Segment Start: The input

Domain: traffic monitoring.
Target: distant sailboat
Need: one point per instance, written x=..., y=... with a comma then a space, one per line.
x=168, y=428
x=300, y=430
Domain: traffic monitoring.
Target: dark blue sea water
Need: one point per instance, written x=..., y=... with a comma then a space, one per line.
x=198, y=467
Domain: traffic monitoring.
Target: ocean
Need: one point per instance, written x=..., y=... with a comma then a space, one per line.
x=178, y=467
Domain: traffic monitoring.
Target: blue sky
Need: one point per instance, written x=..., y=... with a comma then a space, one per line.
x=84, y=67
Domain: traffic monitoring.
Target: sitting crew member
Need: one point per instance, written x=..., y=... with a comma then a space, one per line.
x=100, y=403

Segment End: The input
Segment Start: The input

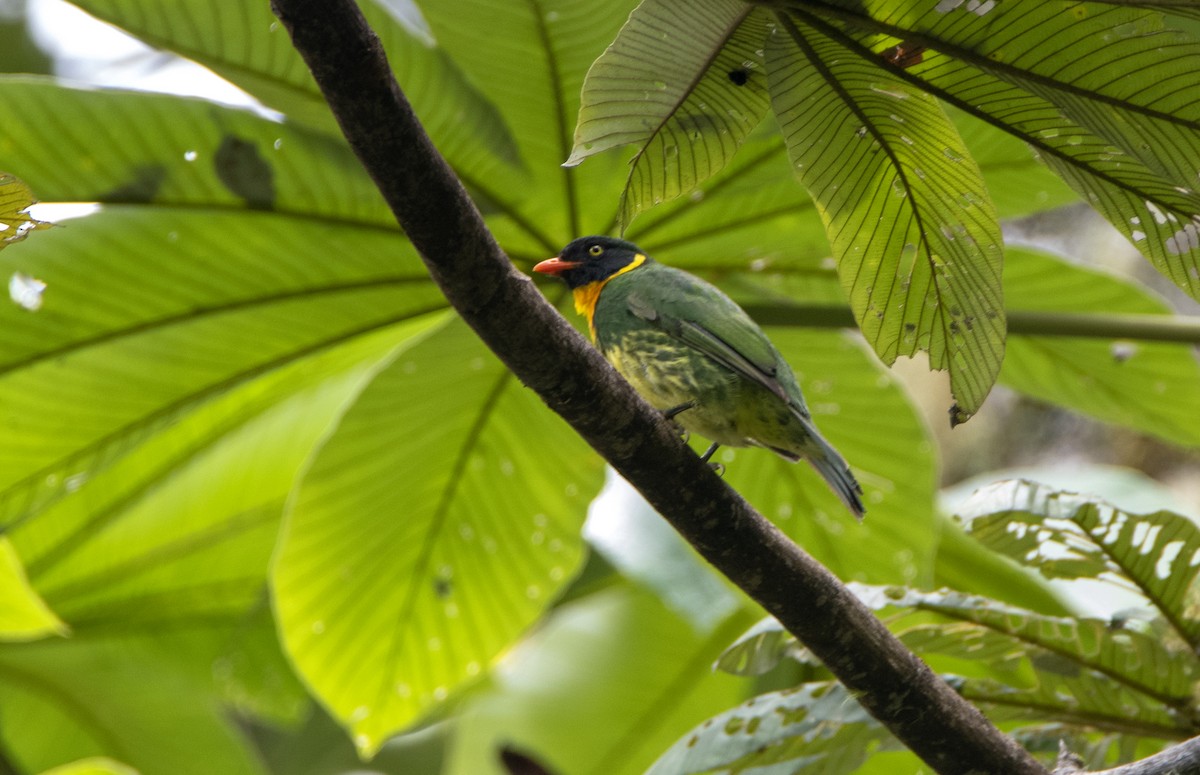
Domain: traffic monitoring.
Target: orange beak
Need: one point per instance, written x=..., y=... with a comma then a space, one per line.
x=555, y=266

Segment End: The input
Segment Start: The input

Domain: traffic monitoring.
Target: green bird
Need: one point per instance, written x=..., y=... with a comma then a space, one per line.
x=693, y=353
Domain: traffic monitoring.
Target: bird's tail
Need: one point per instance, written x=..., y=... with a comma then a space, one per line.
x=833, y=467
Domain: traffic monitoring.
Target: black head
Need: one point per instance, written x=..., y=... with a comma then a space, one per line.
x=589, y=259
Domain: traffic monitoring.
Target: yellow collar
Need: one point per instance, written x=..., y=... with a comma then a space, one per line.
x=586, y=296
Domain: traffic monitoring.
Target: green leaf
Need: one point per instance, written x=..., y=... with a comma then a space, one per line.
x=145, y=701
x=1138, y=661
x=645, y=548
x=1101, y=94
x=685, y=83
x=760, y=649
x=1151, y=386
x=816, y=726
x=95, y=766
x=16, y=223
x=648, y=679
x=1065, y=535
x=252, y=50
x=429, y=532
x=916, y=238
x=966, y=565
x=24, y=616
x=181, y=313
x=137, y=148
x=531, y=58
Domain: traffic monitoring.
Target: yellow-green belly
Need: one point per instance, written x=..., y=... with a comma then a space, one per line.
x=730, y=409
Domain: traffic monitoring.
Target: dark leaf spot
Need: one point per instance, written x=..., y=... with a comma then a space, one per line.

Segment End: The input

Exercise description:
Check each line above for the word "yellow" and copy the ones that have it.

Response below:
Target: yellow collar
Target: yellow-green belly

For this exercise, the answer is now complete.